## [WORK TO COMPLETE]
Resume the piece on creative ways to boost small business revenue, picking up right after its final sentence.

## [TEXT]

4 creative ways to increase your small business revenue

Over the last year many small business owners have had to think outside the box. Many found innovative ways to drive revenue while their regular business operations were impacted by Covid-19 restrictions. Although some of these innovations were born out of necessity, SMBs can continue to take advantage of these new revenue streams post-pandemic. Here are 4 creative ways to create additional revenue streams from your small business.

1. Write a book

As a small business owner, you have a plethora of unique knowledge and experience. Why not share it with your customers through a book! No matter the type of business you run, there is something to write about. Recount your entrepreneurial journey, share your restaurant’s top recipes in a cookbook, put together a coffee table book of beautiful photographs you’ve taken or simply share your expert tips and tricks through a curated guide – the possibilities are endless.

## [MATERIAL SHOWN]
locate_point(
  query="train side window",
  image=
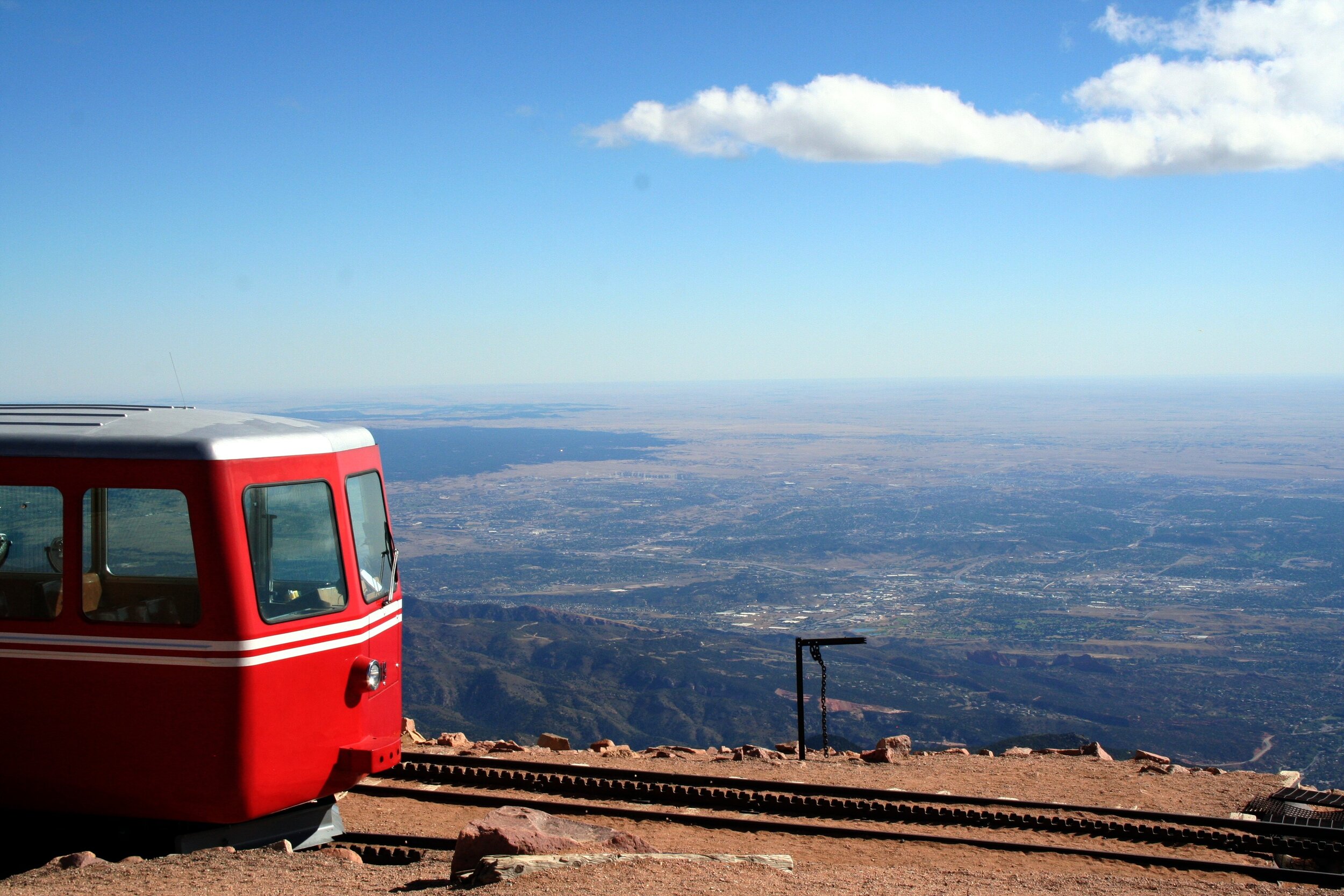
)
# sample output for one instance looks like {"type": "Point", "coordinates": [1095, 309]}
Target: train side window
{"type": "Point", "coordinates": [373, 536]}
{"type": "Point", "coordinates": [295, 550]}
{"type": "Point", "coordinates": [31, 519]}
{"type": "Point", "coordinates": [139, 559]}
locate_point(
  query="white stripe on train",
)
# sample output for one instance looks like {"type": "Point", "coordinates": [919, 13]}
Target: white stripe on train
{"type": "Point", "coordinates": [233, 663]}
{"type": "Point", "coordinates": [203, 647]}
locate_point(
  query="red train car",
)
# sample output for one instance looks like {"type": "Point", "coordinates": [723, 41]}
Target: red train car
{"type": "Point", "coordinates": [199, 612]}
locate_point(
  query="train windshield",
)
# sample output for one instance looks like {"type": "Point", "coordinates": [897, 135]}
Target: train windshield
{"type": "Point", "coordinates": [373, 535]}
{"type": "Point", "coordinates": [295, 550]}
{"type": "Point", "coordinates": [30, 553]}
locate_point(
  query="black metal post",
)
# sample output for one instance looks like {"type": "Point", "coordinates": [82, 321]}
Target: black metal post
{"type": "Point", "coordinates": [797, 661]}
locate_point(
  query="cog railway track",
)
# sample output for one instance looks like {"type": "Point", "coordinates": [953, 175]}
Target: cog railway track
{"type": "Point", "coordinates": [783, 806]}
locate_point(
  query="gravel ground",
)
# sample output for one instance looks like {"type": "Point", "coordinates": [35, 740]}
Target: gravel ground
{"type": "Point", "coordinates": [1069, 779]}
{"type": "Point", "coordinates": [835, 867]}
{"type": "Point", "coordinates": [934, 872]}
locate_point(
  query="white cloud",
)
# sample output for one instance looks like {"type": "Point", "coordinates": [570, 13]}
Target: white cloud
{"type": "Point", "coordinates": [1254, 87]}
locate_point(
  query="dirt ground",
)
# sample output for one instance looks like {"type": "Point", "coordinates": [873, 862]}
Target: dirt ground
{"type": "Point", "coordinates": [910, 871]}
{"type": "Point", "coordinates": [1046, 778]}
{"type": "Point", "coordinates": [837, 867]}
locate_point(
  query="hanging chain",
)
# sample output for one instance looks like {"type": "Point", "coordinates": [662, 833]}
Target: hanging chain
{"type": "Point", "coordinates": [826, 735]}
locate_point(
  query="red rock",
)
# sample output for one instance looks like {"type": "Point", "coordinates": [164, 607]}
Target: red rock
{"type": "Point", "coordinates": [1096, 750]}
{"type": "Point", "coordinates": [453, 739]}
{"type": "Point", "coordinates": [901, 743]}
{"type": "Point", "coordinates": [76, 860]}
{"type": "Point", "coordinates": [553, 742]}
{"type": "Point", "coordinates": [410, 734]}
{"type": "Point", "coordinates": [752, 751]}
{"type": "Point", "coordinates": [514, 830]}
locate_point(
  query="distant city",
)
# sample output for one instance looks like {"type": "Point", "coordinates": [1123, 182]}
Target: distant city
{"type": "Point", "coordinates": [1148, 569]}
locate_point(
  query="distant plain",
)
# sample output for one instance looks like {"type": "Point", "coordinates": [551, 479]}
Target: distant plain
{"type": "Point", "coordinates": [1152, 563]}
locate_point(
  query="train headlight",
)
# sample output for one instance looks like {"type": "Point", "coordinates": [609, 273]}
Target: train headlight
{"type": "Point", "coordinates": [374, 675]}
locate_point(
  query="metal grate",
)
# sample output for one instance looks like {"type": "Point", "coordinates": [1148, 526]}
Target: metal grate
{"type": "Point", "coordinates": [1300, 806]}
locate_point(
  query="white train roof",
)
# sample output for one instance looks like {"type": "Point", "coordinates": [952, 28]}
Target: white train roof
{"type": "Point", "coordinates": [165, 433]}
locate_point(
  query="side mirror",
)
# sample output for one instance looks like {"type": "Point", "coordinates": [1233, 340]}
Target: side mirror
{"type": "Point", "coordinates": [57, 553]}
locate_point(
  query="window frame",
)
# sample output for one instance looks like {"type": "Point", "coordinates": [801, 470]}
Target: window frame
{"type": "Point", "coordinates": [388, 523]}
{"type": "Point", "coordinates": [87, 494]}
{"type": "Point", "coordinates": [340, 548]}
{"type": "Point", "coordinates": [65, 562]}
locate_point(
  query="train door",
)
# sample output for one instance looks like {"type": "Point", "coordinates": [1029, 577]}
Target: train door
{"type": "Point", "coordinates": [375, 555]}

## [RESPONSE AREA]
Putting together a book may be time consuming, but it does not have to be costly. There are technologies you can use to write, publish and distribute the book yourself. Not to mention, there are several ways your business can benefit from a book:

  • Boost your business’ credibility by positioning yourself as an expert in your industry.
  • Gain profits from the sale of your book.
  • Extend your reach. While your business may be local, you can tap into new markets by selling your book online through Amazon or as a downloadable e-book.
  • Create new marketing opportunities. Build buzz around your book launch and use your book to promote your business by sharing its content on your website and social media platforms.

2. Teach a class

Sharing your skills through online courses is a popular and effective way of making extra money for your small business. Not only does it help you establish yourself as an expert in your field, but teaching classes allows you to build strong relationships with your customers, increase brand awareness and promote your business. Online classes can cover anything. The topic should come naturally to you, as you know your skillset and your customers best. Your class can aim to:

  • Train your customers to use your product.
  • Pass on your entrepreneurial expertise.
  • Introduce your students to a new hobby.
  • Help your clients learn a new skill.

To host a successful online class, it’s important to “know your audience and stay on topic”. Make sure you understand what your students are looking to gain from the class and focus on teaching them how they can achieve that result.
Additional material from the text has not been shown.